> WHAT YOU ARE ASKED TO DO
Every record below is to be retyped exactly.

> INFORMATION SUPPLIED
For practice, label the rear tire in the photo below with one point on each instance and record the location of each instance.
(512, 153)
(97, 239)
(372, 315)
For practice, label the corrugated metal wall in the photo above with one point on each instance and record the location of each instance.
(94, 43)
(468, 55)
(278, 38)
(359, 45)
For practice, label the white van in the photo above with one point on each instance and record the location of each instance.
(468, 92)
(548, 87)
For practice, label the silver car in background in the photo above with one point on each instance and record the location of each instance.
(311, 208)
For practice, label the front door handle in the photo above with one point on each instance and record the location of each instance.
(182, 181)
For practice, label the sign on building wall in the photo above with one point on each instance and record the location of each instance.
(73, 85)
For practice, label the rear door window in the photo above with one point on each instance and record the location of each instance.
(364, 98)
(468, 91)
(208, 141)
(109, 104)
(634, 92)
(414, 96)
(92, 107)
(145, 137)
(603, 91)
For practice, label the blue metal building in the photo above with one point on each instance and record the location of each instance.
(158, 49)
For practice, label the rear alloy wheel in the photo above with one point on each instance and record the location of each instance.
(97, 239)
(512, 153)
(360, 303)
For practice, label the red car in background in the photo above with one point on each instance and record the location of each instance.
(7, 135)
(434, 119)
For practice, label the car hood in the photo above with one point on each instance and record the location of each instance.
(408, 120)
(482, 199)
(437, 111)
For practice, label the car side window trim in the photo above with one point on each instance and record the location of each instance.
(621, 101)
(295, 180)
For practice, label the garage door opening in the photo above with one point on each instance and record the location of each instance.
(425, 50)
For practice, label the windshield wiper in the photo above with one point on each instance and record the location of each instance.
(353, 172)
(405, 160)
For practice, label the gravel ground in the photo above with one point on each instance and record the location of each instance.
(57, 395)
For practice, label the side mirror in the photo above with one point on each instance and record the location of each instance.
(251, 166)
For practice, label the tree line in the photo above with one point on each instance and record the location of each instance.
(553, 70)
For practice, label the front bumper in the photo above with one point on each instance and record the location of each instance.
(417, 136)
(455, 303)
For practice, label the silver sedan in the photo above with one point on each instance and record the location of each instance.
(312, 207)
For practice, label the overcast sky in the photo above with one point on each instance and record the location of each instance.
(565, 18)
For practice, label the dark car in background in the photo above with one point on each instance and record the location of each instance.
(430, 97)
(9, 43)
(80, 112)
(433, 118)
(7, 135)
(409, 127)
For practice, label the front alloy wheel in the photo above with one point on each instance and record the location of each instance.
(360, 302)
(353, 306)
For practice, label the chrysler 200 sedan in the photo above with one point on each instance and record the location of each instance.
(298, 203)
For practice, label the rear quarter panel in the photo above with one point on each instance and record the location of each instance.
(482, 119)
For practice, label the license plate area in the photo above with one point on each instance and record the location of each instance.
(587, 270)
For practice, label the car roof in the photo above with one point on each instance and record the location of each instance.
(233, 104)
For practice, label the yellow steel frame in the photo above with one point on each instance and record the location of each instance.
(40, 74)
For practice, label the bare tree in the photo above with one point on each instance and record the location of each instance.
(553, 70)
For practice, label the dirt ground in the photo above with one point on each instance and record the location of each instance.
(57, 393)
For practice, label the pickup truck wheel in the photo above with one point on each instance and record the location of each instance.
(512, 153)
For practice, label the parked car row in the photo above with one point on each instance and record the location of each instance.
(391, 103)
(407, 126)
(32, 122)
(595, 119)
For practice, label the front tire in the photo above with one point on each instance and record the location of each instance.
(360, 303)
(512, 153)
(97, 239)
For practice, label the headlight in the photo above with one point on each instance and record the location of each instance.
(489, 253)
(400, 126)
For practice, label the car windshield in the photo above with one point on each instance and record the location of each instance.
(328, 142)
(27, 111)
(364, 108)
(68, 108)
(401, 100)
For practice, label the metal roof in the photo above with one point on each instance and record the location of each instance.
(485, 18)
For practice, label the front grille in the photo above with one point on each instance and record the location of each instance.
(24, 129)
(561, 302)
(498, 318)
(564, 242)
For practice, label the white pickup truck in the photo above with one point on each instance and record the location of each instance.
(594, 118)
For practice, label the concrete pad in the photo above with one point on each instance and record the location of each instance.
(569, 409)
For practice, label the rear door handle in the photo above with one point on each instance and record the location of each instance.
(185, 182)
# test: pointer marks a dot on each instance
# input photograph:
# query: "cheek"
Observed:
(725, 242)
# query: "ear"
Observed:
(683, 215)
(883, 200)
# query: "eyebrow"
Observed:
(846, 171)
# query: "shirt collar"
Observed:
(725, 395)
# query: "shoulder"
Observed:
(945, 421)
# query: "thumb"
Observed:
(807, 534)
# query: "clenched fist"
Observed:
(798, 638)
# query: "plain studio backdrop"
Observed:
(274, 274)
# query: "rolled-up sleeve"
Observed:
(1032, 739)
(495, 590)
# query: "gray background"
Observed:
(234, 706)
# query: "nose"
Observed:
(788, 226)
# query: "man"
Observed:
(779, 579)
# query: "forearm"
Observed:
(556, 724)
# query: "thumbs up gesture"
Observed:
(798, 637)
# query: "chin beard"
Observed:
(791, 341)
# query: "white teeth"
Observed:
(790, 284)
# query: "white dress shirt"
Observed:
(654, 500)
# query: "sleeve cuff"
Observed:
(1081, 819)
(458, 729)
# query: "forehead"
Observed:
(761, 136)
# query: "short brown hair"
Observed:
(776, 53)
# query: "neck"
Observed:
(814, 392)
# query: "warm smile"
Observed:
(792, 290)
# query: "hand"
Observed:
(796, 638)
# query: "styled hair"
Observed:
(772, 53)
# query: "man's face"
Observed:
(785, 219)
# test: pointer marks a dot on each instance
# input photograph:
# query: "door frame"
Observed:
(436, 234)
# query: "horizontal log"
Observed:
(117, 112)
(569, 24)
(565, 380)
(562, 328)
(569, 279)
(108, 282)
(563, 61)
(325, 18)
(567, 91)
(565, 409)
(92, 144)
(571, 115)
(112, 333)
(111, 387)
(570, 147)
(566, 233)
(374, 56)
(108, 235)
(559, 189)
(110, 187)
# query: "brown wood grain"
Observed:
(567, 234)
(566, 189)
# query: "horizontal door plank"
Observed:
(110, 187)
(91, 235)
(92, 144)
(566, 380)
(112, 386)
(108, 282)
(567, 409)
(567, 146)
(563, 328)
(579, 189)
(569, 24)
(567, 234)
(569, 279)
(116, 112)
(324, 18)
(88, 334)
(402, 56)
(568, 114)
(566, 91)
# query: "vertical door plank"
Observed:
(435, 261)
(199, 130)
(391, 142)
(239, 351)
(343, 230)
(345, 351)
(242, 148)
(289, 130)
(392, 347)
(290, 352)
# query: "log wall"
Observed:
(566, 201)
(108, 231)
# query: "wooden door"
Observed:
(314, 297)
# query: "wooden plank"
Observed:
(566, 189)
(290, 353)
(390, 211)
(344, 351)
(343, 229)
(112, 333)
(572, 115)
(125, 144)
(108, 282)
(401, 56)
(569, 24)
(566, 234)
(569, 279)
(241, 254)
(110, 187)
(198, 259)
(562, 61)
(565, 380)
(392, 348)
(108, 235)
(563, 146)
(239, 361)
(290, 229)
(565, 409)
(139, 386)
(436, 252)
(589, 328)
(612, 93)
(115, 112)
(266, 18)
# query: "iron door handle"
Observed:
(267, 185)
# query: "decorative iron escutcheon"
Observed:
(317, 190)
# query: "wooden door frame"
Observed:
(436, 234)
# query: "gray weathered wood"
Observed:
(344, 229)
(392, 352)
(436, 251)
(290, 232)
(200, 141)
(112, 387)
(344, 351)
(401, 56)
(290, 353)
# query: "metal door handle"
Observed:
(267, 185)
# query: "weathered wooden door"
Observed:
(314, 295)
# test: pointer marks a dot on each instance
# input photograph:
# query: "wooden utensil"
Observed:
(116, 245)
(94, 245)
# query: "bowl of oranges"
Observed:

> OUTPUT
For practice, label the rear tire in the photo below with one point on each instance and record the location of each instance.
(512, 153)
(97, 239)
(372, 315)
For practice, label the corrugated metal wall in the photo above with one point on each instance and record the location of each instance.
(94, 43)
(468, 55)
(278, 38)
(359, 45)
For practice, label the white van in the photo above with one point on each instance and record the location of each instance.
(468, 92)
(548, 87)
For practice, label the silver car in background in the photo above with one point on each instance and record the location of each instance.
(311, 208)
For practice, label the front door handle in the photo above with one point on each instance and record the location of each instance.
(182, 181)
For practice, label the sign on building wall in the photo above with one point on each instance and record the location of each instance.
(73, 85)
For practice, label the rear door window in the photo above with one point on each instance and record the location of each instance.
(364, 98)
(468, 91)
(208, 141)
(109, 104)
(634, 92)
(414, 96)
(92, 107)
(145, 137)
(603, 91)
For practice, label the blue metal building in the photo above with one point on each instance and record the location of each instance.
(158, 49)
For practice, label the rear alloy wheel in the photo above with one point on each instance and record the location of each instance.
(97, 239)
(512, 153)
(360, 303)
For practice, label the red car in background in the photo above with one point on each instance and record the location of each instance.
(7, 135)
(434, 119)
For practice, label the car hood in the photo above with one point on each instance and record the location of each instance.
(408, 120)
(482, 199)
(437, 111)
For practice, label the car side window trim in the photo above with one point on each instance and record the location of each instance.
(621, 101)
(295, 180)
For practice, label the garage door opening in the photo above with one point on each instance and record the location of each instance.
(425, 50)
For practice, label the windshield wiper in the photo above with one point on each instance and record the location of each instance.
(353, 172)
(405, 160)
For practice, label the gravel ground in the photo above with one point on each instance and record the location of each instance.
(57, 395)
For practice, label the side mirror in the photo above with one point on each instance and record the location of each instance.
(251, 166)
For practice, label the tree line in the photo above with one point on each instance and record the location of each instance.
(553, 70)
For practice, label the front bumper in the photo above with one point on each instance and record the location of each instance.
(417, 136)
(455, 303)
For practice, label the silver sedan in the photo above with one point on each instance and record the location of each instance.
(312, 207)
For practice, label the overcast sky in the photo above with one point on each instance and record the location of each instance.
(565, 18)
For practice, label the dark car in background in the photo above with one point on each instance and record the location of each instance.
(430, 97)
(9, 43)
(80, 112)
(433, 118)
(7, 135)
(409, 127)
For practice, label the front alloy wheel in the photo above with one point on each instance and record the location of each instance.
(360, 302)
(353, 306)
For practice, label the chrysler 200 sedan in the photo above with one point on each instance and record the location of each instance.
(298, 203)
For practice, label the rear quarter panel in the photo above with one point on each instance and record the location of each instance.
(482, 119)
For practice, label the license plate area in the photo above with one point on each instance and record the location of each instance.
(587, 270)
For practice, label the car roof in the photo above with one point on each instance and record the location of each instance.
(233, 104)
For practice, label the yellow steel frame in the photo above with one point on each instance and record the location of each instance.
(40, 74)
For practice, label the bare tree in the photo above with one point on each instance and record the location of each instance.
(553, 70)
For practice, label the dirt ground in the photo above with one point on each instance and record the location of each instance.
(57, 393)
For practice, label the pickup truck wheel in the photo above with one point on each instance and record the location of each instance.
(512, 153)
For practice, label the parked car row in the photo above with one point on each instance and record the location of each instance.
(391, 103)
(407, 126)
(32, 122)
(595, 119)
For practice, label the front tire in the photo above with one point on each instance and record the location of each instance.
(360, 303)
(512, 153)
(97, 239)
For practice, label the headlight in the photo above with one point on each instance and record the location of each instance.
(489, 253)
(400, 126)
For practice, label the car windshield in the photo above with one point on each instance and record the location of each instance.
(328, 142)
(27, 111)
(364, 108)
(68, 108)
(401, 100)
For practice, label the metal roof in the photo above with one point on each instance and record the location of each instance.
(485, 18)
For practice, label the front grille in the photo above with one point on each instance and record the location of each instance.
(24, 129)
(561, 302)
(498, 318)
(564, 242)
For practice, label the white pickup truck in the photo above with one point on each instance and record the location of each instance.
(594, 118)
For practice, label the concrete pad in the photo above with one point on each instance and record the location of each instance.
(569, 409)
For practice, label the rear door handle in the photo above with one point on each instance and record the location of each instance.
(185, 182)
# test: pointer marks a dot on each instance
# input photograph:
# query: "cheek"
Observed:
(725, 242)
# query: "ear"
Observed:
(683, 215)
(883, 200)
# query: "eyebrow"
Observed:
(846, 171)
# query: "shirt collar"
Observed:
(725, 395)
# query: "shoulder"
Observed:
(945, 421)
# query: "thumb"
Observed:
(807, 534)
# query: "clenched fist"
Observed:
(798, 638)
# query: "plain studio backdrop"
Observed:
(274, 274)
# query: "rolled-up sleeve"
Observed:
(1032, 739)
(495, 590)
# query: "gray background"
Observed:
(234, 706)
# query: "nose"
Observed:
(788, 226)
# query: "man"
Observed:
(779, 579)
# query: "forearm"
Observed:
(556, 724)
# query: "thumbs up gesture"
Observed:
(798, 637)
# query: "chin beard"
Observed:
(791, 341)
# query: "white teeth"
Observed:
(790, 284)
# query: "white dress shirt"
Observed:
(654, 500)
# query: "sleeve cuff"
Observed:
(1081, 819)
(458, 729)
# query: "forehead"
Observed:
(761, 136)
# query: "short brown hair"
Observed:
(776, 53)
# query: "neck"
Observed:
(814, 392)
# query: "warm smile"
Observed:
(792, 290)
# query: "hand"
Observed:
(796, 638)
# query: "styled hair"
Observed:
(772, 53)
# query: "man's face"
Observed:
(785, 219)
# test: pointer marks a dot on each instance
# input photograph:
# query: "door frame"
Observed:
(436, 234)
# query: "horizontal log"
Observed:
(117, 112)
(569, 24)
(565, 380)
(562, 328)
(569, 279)
(108, 282)
(563, 61)
(325, 18)
(567, 91)
(565, 409)
(92, 144)
(571, 115)
(112, 333)
(111, 387)
(570, 147)
(566, 233)
(374, 56)
(108, 235)
(559, 189)
(110, 187)
# query: "brown wood grain"
Observed:
(567, 234)
(566, 189)
# query: "horizontal door plank"
Observed:
(110, 187)
(91, 235)
(92, 144)
(566, 380)
(112, 386)
(108, 282)
(567, 409)
(567, 146)
(563, 328)
(579, 189)
(569, 24)
(567, 234)
(569, 279)
(116, 112)
(324, 18)
(88, 334)
(402, 56)
(568, 114)
(566, 91)
# query: "vertical door plank"
Observed:
(435, 261)
(199, 130)
(391, 142)
(239, 351)
(343, 230)
(345, 351)
(242, 148)
(289, 130)
(392, 347)
(290, 352)
# query: "log wall"
Observed:
(566, 201)
(108, 231)
# query: "wooden door"
Observed:
(314, 297)
# query: "wooden plank"
Observed:
(566, 189)
(290, 353)
(390, 211)
(344, 351)
(343, 229)
(112, 333)
(572, 115)
(125, 144)
(108, 282)
(401, 56)
(569, 24)
(566, 234)
(569, 279)
(241, 254)
(110, 187)
(198, 259)
(562, 61)
(565, 380)
(392, 348)
(108, 235)
(563, 146)
(239, 361)
(290, 229)
(565, 409)
(139, 386)
(436, 252)
(589, 328)
(612, 93)
(115, 112)
(266, 18)
# query: "iron door handle"
Observed:
(267, 185)
# query: "decorative iron escutcheon"
Observed:
(317, 190)
# query: "wooden door frame"
Observed:
(436, 234)
# query: "gray weathered wood"
Observed:
(344, 229)
(392, 352)
(436, 251)
(290, 232)
(200, 141)
(112, 387)
(344, 351)
(401, 56)
(290, 353)
# query: "metal door handle"
Observed:
(267, 185)
# query: "weathered wooden door"
Observed:
(314, 295)
# test: pointer marks a dot on each instance
# input photograph:
# query: "wooden utensil"
Observed:
(116, 245)
(94, 245)
# query: "bowl of oranges"
Observed:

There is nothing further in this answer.